GREEN & CONVENTIONAL BURIAL
In-ground whole body burial and above ground entombment are established and respected practices which many still choose today. If other family members have been buried or entombed in a mausoleum, it can be reassuring for the surviving members and future generations to know that their family tradition continues.
What KORU refers to as “Conventional Burial” is when the deceased is buried in a conventional cemetery which requires the use of a wood or metal casket to enclose the deceased (the deceased may or may not be embalmed), a grave liner or vault is placed over the casket before final burial and individual headstones mark the grave.
In recent years, there’s been a resurgence of sorts for burial as more people choose green and natural options over cremation or conventional burial.
Photo by Mike Enerio
GREEN BURIAL AND NATURAL DEATH
“Green Burial is a statement of personal values for those who seek to minimize their impact on the local and global environment. For people who are mindful of the cyclical nature of life, green burial is a spiritually fulfilling alternative to conventional burial or cremation. It is an environmentally sensitive practice: the body is returned to the earth to decompose naturally and contribute to new life.”
Green Burial Society of Canada
There are five principals of green burial that are essential to adhere to.

■ **EXERCISE INSTRUCTIONS**
(a) Answer these questions about the burial page:
(i) What must a casket be made of in a conventional cemetery?
(ii) What is placed over the casket before final burial?
(iii) Which organization is credited with the quote on green burial?
(b) Write out the part of the burial page starting with "What KORU refers" and going on through "or conventional burial.", renaming "casket" as "coffin" throughout.
The stored records that follow come from a separate source.

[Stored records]
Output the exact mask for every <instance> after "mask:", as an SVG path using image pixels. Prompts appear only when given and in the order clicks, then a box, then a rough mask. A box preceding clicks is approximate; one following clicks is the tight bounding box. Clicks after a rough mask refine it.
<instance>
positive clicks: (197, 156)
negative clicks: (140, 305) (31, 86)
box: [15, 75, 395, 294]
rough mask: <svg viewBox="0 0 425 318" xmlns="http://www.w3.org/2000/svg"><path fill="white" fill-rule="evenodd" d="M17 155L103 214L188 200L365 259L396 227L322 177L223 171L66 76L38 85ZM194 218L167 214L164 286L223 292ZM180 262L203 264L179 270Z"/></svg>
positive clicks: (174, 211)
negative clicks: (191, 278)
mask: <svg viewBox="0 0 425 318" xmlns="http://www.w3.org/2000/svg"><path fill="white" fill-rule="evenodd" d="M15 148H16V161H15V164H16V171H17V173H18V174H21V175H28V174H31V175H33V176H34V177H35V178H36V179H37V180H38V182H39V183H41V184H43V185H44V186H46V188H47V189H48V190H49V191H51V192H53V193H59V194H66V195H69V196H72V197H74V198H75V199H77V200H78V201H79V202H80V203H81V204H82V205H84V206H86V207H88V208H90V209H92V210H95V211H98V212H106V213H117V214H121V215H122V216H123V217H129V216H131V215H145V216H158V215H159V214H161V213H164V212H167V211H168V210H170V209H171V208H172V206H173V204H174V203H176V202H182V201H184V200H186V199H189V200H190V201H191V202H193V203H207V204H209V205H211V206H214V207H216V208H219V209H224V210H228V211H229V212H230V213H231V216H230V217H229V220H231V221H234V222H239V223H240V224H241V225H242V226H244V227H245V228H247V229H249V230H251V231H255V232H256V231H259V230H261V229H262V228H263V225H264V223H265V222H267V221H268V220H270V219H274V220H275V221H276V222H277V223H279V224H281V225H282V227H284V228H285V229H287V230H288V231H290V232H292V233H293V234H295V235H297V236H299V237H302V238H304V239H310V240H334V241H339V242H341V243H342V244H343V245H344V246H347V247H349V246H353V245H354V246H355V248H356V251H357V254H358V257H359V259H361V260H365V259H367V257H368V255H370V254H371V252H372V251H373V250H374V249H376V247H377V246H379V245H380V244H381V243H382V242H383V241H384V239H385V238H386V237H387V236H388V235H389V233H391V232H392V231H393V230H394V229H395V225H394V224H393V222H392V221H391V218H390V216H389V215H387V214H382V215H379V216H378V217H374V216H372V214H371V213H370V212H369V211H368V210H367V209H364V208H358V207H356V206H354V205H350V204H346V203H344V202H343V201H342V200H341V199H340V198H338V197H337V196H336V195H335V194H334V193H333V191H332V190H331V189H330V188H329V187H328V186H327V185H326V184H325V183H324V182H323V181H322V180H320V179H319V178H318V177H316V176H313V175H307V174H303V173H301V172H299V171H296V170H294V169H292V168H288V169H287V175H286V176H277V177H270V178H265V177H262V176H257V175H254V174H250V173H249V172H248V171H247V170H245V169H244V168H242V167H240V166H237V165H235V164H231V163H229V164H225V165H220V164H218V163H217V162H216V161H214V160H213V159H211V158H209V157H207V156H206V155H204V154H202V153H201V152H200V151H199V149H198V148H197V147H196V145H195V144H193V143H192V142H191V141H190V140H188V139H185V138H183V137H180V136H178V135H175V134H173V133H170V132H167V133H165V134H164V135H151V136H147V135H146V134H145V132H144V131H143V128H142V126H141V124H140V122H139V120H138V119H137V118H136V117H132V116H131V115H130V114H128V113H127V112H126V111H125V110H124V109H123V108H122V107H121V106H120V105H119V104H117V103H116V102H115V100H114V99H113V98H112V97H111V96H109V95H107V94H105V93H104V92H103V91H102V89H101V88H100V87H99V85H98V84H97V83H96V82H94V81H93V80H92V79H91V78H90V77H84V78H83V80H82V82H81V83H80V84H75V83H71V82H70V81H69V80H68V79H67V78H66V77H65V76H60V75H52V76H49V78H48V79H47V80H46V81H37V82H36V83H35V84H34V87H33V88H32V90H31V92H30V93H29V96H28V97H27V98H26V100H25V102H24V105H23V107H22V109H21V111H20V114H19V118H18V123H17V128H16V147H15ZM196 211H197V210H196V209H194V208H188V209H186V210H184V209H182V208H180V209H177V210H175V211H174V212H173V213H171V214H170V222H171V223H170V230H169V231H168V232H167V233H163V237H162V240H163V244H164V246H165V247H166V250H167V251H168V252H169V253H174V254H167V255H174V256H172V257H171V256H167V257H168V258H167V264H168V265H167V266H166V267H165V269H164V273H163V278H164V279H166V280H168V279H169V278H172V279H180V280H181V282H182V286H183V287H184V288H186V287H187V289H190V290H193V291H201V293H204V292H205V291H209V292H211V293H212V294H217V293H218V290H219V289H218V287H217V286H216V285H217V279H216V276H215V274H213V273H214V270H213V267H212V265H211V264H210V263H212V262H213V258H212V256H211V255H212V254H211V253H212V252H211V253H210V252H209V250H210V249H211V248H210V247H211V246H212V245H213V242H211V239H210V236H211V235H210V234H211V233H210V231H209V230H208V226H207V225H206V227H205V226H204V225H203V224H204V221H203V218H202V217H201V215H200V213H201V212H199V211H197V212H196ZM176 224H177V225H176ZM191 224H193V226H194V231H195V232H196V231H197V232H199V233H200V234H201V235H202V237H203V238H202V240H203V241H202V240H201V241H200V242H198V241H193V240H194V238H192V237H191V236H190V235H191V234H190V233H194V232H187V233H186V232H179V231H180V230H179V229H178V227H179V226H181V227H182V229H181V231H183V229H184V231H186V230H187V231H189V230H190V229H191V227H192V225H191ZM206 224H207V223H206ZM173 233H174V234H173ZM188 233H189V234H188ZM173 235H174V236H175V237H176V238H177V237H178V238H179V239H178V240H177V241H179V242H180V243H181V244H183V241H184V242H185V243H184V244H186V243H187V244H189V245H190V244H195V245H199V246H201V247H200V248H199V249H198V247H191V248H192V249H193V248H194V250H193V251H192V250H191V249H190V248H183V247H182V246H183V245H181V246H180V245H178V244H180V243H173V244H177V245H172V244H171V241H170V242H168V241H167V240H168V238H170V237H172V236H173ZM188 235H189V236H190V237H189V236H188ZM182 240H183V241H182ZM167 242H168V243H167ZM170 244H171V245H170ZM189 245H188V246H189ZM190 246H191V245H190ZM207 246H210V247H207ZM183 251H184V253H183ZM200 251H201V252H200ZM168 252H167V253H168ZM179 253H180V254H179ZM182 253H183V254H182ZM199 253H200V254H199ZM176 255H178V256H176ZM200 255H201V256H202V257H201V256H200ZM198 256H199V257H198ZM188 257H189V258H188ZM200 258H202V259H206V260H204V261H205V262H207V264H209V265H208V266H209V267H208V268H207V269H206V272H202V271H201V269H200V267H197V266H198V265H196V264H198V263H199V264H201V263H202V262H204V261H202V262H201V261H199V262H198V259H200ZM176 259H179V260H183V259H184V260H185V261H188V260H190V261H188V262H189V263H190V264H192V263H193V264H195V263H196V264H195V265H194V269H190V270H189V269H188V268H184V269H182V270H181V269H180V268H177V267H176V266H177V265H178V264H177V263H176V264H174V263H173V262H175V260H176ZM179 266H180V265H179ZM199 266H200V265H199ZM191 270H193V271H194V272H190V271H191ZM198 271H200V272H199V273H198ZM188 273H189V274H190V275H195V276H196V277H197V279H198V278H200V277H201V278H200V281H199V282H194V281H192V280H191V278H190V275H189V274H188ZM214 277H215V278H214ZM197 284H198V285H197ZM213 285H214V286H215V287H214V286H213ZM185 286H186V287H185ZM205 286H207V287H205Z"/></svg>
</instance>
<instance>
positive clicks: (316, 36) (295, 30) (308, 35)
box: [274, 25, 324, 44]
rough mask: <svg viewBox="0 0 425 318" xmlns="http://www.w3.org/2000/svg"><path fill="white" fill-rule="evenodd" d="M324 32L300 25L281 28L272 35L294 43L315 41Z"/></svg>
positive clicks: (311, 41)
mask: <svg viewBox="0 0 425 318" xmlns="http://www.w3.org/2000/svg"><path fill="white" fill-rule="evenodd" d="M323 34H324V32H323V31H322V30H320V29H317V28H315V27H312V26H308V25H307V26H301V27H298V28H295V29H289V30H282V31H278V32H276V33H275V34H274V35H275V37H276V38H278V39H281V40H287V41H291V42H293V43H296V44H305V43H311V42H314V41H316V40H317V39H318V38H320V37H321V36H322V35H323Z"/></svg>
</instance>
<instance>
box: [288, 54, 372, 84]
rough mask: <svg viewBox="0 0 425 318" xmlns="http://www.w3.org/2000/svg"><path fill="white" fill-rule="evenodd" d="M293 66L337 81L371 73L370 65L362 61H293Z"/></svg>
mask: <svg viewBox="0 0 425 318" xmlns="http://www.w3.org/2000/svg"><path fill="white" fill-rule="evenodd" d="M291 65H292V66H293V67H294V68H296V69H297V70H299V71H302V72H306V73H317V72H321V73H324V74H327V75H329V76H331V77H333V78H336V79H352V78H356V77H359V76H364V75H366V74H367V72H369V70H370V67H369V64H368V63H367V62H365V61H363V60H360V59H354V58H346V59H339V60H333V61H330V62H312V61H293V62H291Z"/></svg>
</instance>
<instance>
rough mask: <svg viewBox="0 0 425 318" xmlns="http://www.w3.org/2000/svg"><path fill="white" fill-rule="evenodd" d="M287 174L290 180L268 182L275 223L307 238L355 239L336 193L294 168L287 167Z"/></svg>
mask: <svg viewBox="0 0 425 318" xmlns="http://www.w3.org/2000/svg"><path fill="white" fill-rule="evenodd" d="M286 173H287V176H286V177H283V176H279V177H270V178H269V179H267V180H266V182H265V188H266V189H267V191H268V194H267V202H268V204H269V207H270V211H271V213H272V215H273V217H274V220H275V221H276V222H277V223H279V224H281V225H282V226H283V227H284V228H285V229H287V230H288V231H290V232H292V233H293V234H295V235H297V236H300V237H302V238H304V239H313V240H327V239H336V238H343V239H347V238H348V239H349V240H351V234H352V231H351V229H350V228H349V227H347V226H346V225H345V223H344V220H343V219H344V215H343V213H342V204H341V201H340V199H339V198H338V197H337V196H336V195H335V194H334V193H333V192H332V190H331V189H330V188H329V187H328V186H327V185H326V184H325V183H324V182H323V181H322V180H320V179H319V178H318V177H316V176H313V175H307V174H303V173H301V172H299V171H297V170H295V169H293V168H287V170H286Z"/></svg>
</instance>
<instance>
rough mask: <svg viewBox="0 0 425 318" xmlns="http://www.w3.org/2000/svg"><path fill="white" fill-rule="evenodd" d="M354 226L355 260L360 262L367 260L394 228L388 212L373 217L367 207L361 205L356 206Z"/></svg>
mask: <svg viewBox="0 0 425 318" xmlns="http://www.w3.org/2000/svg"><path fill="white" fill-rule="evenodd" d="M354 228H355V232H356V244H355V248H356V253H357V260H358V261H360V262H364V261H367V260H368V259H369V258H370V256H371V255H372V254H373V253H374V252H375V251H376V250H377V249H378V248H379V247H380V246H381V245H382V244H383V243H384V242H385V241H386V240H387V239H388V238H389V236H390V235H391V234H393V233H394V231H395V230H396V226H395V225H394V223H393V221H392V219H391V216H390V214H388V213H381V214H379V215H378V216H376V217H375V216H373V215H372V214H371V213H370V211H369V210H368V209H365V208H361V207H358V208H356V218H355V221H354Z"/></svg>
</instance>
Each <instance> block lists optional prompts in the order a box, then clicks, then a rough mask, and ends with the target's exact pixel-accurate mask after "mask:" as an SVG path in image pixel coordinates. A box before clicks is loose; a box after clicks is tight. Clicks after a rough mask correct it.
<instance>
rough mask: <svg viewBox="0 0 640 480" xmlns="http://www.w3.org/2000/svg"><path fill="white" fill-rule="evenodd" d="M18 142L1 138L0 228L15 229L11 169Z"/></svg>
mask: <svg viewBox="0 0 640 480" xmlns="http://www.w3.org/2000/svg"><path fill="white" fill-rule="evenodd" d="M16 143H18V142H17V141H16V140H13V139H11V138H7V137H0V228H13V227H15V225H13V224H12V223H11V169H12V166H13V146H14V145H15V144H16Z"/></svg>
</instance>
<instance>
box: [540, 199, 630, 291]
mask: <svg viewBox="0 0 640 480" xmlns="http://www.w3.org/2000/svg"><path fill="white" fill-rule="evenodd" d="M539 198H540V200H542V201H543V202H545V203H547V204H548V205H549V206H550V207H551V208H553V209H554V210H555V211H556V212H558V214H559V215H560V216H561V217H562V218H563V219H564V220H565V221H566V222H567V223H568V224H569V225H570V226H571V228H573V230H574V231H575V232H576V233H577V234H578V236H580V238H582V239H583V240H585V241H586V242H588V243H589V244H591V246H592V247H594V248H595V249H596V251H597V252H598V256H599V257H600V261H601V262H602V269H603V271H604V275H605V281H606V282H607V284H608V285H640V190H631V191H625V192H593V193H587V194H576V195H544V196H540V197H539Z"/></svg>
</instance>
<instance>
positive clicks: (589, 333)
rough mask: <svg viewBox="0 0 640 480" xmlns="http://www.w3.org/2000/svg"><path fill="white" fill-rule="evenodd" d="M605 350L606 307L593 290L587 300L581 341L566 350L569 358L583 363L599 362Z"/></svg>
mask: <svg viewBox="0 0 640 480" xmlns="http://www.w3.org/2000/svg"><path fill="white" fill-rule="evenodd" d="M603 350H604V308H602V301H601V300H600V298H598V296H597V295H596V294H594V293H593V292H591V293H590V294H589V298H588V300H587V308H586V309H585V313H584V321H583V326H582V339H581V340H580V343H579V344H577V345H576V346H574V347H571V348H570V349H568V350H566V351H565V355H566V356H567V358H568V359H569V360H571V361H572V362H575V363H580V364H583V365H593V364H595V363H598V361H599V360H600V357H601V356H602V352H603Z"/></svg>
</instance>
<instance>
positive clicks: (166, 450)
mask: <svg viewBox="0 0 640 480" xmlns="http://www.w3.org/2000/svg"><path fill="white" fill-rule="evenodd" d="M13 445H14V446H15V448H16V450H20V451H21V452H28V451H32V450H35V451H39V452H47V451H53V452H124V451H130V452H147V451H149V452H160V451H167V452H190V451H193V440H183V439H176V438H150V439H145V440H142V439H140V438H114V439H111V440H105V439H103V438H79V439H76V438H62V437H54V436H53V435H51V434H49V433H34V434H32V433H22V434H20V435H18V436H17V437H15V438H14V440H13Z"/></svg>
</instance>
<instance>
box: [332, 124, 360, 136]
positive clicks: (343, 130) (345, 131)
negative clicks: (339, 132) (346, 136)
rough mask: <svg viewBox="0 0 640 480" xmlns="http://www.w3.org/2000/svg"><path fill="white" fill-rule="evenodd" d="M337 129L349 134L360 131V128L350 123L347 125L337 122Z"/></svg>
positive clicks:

■ **COMPLETED EXERCISE**
(a)
(i) Wood or metal.
(ii) A grave liner or vault.
(iii) The Green Burial Society of Canada.

(b)
What KORU refers to as “Conventional Burial” is when the deceased is buried in a conventional cemetery which requires the use of a wood or metal coffin to enclose the deceased (the deceased may or may not be embalmed), a grave liner or vault is placed over the coffin before final burial and individual headstones mark the grave.
In recent years, there’s been a resurgence of sorts for burial as more people choose green and natural options over cremation or conventional burial.